Squid, Moon Snails & Whelks: Ocean Treasures You Can Gather and Cook Yourself
When I was first introduced to cooking unusual specimens from the sea, I was living in a house overlooking Cape Cod Bay. My home and the beach together made up a typical Cape Cod setting; I could walk for miles along the sandy beach, pick mussels—even periwinkles—off the rocks, and harvest lobsters in my pots. I remember one day in particular. It was an early spring afternoon, and I needed to clear my head of the work I was doing, so I headed down to the beach. In front of me was a blanket of white, flopping squid covering most of the beach up to the tide line. For several minutes I stood there bewildered, taking in this unusual sight. Completely baffled, I kept thinking what made this rare event occur?
It didn’t take long to shift gears. Until that point, I had never had the opportunity to cook squid or, as they are known in Italian, calamari. This was an opportunity at hand. I ran back to the house, grabbed a large bowl and headed back to the beach to gather the freshest catch of squid I probably would ever eat.
Back home, I pulled out a few cookbooks and started my journey into calamari cuisine, which began with cleaning and cooking the rubbery creatures, an activity that is definitely not for the faint of heart. I never found out what caused them to wash up that early spring day, and it didn’t happen again while I lived there.

Set task 1:
Write out the stretch of the squid essay from "Squid, Moon Snails" through "rare event occur?", swapping "lobsters" for "crabs".
Set task 2:
Pick up the squid essay after its last sentence and keep it going.
The listing after this point has nothing to do with the squid essay.

Record excerpts:

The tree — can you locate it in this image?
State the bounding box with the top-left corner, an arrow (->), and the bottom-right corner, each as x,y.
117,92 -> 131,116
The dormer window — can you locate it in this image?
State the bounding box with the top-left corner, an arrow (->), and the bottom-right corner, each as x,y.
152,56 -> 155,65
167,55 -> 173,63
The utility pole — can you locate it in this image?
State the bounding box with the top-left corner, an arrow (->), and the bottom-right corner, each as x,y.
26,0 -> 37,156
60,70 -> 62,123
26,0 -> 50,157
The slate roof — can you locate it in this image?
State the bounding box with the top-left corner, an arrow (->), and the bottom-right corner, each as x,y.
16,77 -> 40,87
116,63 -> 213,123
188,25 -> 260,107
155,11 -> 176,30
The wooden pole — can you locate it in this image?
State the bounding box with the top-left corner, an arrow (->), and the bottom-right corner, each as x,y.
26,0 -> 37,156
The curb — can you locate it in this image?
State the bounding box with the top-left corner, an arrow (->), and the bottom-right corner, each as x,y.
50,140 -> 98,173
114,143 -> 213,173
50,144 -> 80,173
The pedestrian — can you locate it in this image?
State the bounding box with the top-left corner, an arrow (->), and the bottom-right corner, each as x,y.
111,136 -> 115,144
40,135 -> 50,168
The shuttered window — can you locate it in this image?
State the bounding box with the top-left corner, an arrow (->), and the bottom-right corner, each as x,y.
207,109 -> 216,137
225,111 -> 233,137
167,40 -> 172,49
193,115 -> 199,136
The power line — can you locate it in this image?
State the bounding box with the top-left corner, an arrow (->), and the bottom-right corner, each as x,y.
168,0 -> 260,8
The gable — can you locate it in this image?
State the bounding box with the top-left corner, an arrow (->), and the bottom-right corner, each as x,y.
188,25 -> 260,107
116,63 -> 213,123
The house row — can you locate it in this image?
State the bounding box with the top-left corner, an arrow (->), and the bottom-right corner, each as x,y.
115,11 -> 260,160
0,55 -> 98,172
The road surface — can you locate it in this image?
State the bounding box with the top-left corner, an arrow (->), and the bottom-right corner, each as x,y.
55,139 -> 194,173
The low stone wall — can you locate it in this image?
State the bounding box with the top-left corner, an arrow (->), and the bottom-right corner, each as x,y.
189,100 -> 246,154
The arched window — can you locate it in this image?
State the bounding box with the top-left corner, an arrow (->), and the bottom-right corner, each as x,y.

Expected answer 1:
Squid, Moon Snails & Whelks: Ocean Treasures You Can Gather and Cook Yourself
When I was first introduced to cooking unusual specimens from the sea, I was living in a house overlooking Cape Cod Bay. My home and the beach together made up a typical Cape Cod setting; I could walk for miles along the sandy beach, pick mussels—even periwinkles—off the rocks, and harvest crabs in my pots. I remember one day in particular. It was an early spring afternoon, and I needed to clear my head of the work I was doing, so I headed down to the beach. In front of me was a blanket of white, flopping squid covering most of the beach up to the tide line. For several minutes I stood there bewildered, taking in this unusual sight. Completely baffled, I kept thinking what made this rare event occur?

Expected answer 2:
It wasn’t long after this episode that moon snails showed up in my lobster traps. They looked like the escargots I ate in restaurants, so why not see what they tasted like? Sure enough, they were edible (my recipe follows).
And there’s more. On trips to a strip of beautiful beach past Tulum in Mexico I used to get beautiful, fresh fish from local fishermen as they passed by the place where I was staying. Among their catch was fresh conch. I bought it a few times and prepared it ceviche style, allowing the raw mollusks to “cook” in the acid from a simple citrus marinade, and experimented with a few other preparations as well.
Back home, it turns out we have our own kind of conch called whelks, mostly on the Cape’s north side. And yes, these creatures are also edible. You can harvest them when you go clamming. They make wonderful fritters and they are free!
Recently I was surprised to discover local whelk on the menu from spring through fall at Naked Oyster on Main Street in Hyannis. Owner Florence Lowell buys it from Les Hemmila of Barnstable Sea Farms and prepares it very simply. “We pound the conch very thin, bread it and sauté it in a medium-hot pan, one minute on each side. The conch is removed from the pan and a pinch of garlic is added, cooked for a second, then the pan is deglazed with white wine and cold butter. The conch is plated and the sauce is poured over it, sprinkled with fresh parsley and served.”
According to Les, whelk is a predator that feasts on clams and oysters. It is now law that when whelks are found, shellfish growers must throw them above the waterline. Moon snails are another predator that feasts on shellfish, especially steamer clams. They can devastate a clam bed quickly. Tom Marcotti, Shellfish Warden for the Town of Barnstable, validated Les’s assertion. (He also directed me to the best place to harvest razor clams.)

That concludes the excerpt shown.